## ÉNONCÉ ÉCRIT 1
D'après le texte sur la reconnaissance de paternité, qu'est-ce qui donne à l'acte sous seing privé le caractère d'authenticité nécessaire ?
## ÉNONCÉ ÉCRIT 2
Poursuivez le texte sur la reconnaissance de paternité après sa dernière phrase.

## TEXTE PRÉSENTÉ
Nous adoptons entièrement cette opinion qui est parfaitement établie, et sans entrer dans de nouveaux développemens, nous nous bornerons à ajouter, avec les rédacteurs du Journal, que les tribunaux doivent même, dans cette matière, refuser d'interroger le prétendu père sur la véracité ou la reconnaissance des écritures privées ; qu'il ne leur est pas même permis de déférer le serment à cet égard, et que l'art. 534, et particulièrement l'art. 540, s'opposent à ce que les tribunaux puissent jamais ordonner ces interrogations, ces vérifications, ces sermens, qui ne seraient que de véritables recherches de la paternité, et tendraient toujours à établir une inquisition que la loi réprouve formellement.

IV. Mais nous ne sommes plus du même avis que les rédacteurs du Journal, lorsqu'ils disent, dans un autre endroit, tom. 8, pag. 341, que la reconnaissance consignée dans un acte sous seing privé, ne serait pas encore valable, quoique cet acte eût été légalement déposé dans l'étude d'un notaire, par , par l'individu même qui l'a souscrit.

Nous pensons, au contraire, que l'acte a acquis, par ce dépôt dans les mains d'un officier public, le caractère d'authenticité nécessaire.

## Entrées enregistrées
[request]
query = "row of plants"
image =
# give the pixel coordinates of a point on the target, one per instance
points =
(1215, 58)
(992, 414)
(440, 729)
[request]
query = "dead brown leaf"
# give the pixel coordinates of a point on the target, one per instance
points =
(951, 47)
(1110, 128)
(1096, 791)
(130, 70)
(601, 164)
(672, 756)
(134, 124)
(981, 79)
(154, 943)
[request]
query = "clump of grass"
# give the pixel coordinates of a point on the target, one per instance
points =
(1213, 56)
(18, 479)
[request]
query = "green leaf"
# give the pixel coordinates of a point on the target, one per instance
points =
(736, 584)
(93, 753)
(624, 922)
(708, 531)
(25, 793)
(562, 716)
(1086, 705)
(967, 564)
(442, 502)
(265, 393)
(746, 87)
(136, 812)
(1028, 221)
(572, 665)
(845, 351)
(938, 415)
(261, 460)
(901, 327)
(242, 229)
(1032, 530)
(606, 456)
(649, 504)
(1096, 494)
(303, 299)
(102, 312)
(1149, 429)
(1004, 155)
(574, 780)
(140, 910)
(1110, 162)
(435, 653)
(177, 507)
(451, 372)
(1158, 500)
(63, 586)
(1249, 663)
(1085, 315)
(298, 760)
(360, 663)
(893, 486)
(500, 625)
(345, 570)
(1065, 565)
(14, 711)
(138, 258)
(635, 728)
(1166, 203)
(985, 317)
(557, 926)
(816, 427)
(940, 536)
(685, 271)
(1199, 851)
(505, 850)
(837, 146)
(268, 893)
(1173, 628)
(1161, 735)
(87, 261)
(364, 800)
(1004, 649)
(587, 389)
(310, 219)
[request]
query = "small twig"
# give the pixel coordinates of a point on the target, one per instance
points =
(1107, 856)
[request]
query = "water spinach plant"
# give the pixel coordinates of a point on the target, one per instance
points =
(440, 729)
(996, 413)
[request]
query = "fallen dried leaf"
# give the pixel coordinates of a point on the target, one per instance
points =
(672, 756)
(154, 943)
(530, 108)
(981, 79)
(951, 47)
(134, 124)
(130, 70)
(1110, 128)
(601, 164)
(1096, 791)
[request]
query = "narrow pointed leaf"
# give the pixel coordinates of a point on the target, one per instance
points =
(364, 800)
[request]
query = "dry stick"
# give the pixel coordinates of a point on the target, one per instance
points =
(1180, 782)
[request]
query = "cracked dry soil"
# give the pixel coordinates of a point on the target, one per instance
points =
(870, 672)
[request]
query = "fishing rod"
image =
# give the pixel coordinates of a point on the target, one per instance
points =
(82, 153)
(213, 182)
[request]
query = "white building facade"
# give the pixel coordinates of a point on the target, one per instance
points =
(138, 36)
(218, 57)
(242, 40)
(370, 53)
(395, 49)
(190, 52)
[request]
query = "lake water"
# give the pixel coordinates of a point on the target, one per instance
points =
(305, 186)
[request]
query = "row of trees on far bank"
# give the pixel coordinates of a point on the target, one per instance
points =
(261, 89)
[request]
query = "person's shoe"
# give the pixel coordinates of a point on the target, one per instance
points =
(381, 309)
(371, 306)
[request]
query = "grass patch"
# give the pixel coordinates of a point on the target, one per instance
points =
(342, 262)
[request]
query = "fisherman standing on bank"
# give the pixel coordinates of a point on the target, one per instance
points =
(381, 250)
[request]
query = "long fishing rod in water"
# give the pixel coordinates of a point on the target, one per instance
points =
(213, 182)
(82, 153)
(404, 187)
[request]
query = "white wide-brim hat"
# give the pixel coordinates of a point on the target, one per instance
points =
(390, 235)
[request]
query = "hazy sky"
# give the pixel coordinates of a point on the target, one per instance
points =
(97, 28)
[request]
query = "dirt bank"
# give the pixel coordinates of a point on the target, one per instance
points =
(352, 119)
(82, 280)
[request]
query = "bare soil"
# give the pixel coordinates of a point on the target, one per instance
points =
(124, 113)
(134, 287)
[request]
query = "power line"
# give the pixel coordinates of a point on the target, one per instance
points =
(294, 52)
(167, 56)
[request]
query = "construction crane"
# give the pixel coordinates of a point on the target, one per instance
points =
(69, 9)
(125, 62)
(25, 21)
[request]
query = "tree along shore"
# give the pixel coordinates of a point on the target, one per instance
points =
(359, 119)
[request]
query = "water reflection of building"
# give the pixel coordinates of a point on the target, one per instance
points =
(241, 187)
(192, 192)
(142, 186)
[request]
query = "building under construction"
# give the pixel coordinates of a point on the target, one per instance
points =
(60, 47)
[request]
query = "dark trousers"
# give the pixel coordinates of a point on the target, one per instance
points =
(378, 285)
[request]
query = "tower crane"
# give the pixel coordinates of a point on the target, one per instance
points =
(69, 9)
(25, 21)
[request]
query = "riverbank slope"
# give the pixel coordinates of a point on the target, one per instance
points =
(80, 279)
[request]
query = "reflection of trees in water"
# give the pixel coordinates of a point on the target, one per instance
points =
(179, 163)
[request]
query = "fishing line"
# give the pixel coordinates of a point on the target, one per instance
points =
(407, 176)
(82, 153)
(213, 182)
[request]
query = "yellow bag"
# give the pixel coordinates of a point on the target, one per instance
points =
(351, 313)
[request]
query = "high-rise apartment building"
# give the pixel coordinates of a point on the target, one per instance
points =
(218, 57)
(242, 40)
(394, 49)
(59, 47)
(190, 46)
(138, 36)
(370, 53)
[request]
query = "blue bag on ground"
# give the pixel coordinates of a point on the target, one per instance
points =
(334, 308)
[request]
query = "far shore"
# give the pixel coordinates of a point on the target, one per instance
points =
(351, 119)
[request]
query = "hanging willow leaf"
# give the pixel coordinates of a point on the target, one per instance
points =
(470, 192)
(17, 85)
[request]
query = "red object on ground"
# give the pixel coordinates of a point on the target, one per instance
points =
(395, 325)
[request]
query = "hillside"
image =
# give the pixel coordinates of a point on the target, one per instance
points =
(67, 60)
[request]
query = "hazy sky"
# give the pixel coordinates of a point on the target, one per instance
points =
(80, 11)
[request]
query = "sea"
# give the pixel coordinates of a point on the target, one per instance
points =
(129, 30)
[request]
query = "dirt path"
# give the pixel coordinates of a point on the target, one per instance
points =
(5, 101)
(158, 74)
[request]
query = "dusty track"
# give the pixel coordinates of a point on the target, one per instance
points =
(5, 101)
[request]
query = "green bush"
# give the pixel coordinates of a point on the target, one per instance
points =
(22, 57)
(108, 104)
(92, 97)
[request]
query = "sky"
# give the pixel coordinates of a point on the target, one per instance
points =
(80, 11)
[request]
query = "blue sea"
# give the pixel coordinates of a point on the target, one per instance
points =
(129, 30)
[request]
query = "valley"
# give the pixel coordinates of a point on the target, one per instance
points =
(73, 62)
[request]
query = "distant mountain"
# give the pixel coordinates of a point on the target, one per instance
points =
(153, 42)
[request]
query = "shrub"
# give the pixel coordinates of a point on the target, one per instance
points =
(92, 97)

## RÉPONSE À L'EXERCICE 1
Son dépôt légal dans l'étude d'un notaire, c'est-à-dire dans les mains d'un officier public.

## RÉPONSE À L'EXERCICE 2
Pourquoi, en effet, la loi a-t-elle exigé que la reconnaissance fût faite par un acte authentique, et non pas seulement par un acte sous seing privé? Les rédacteurs du Journal nous l'ont dit eux-mêmes : c'est que la loi présume que la reconnaissance qui a lieu par acte authentique, est faite proprio motu, qu'elle est volontaire et spontanée, qu'elle est enfin un hommage rendu à la vérité : l'officier public qui est là, est un témoin qui rassure le législateur sur la liberté et la volonté du déclarant; mais, au contraire, si la reconnaissance est sous seing privé, la loi présume que cette reconnaissance est l'effet de la séduction, de l'obsession, ou qu'elle a été arrachée par la crainte, extorquée par la violence, surprise par erreur, et qu'on a évité la présence d'un officier public à qui on n'eût pu facilement dérober tous ces faits.

Or, il est évident que ces présomptions, ces soupçons, ces craintes à l'égard de la reconnaissance sous seing privé, ne peuvent plus avoir lieu, lorsque l'individu qui l'a souscrite, va lui-même et volontairement la déposer dans les mains d'un officier public. En ce cas, c'est comme s'il disait à l'officier public: je viens confirmer devant vous ma reconnaissance, et je vous rends dépositaire de l'acte qui la contient, pour mieux en as¬ surer l'exécution.

En ce cas, il n'y a plus de recherche de la paternité, ni d'inquisition prohibée par la loi, comme lorsqu'il ne s'agit que de l'aveu ou de la vérification de l'écriture et de la signature de l'acte; et si cet aveu, cette vérification ne peuvent valider la reconnaissance, parce qu'ils n'ont pas trait à la déclaration de paternité, ainsi que l'ont très-bien fait observer les rédacteurs du Journal, il faut décider, par la raison contraire, que le dépôt de l'acte dans les mains d'un officier public, valide la reconnaissance, puisqu'il ne peut avoir d'autre objet que de rendre authentique la déclaration de paternité, et d'en assurer les effets.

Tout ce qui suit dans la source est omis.